Please write out every line of the material below word for word, changing nothing.
>> START Exercise inputs
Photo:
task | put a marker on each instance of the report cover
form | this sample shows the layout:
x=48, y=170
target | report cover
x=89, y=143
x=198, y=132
>> END Exercise inputs
Final result —
Photo:
task | put a marker on each instance of the report cover
form | this sample shows the layout:
x=48, y=170
target | report cover
x=89, y=143
x=198, y=132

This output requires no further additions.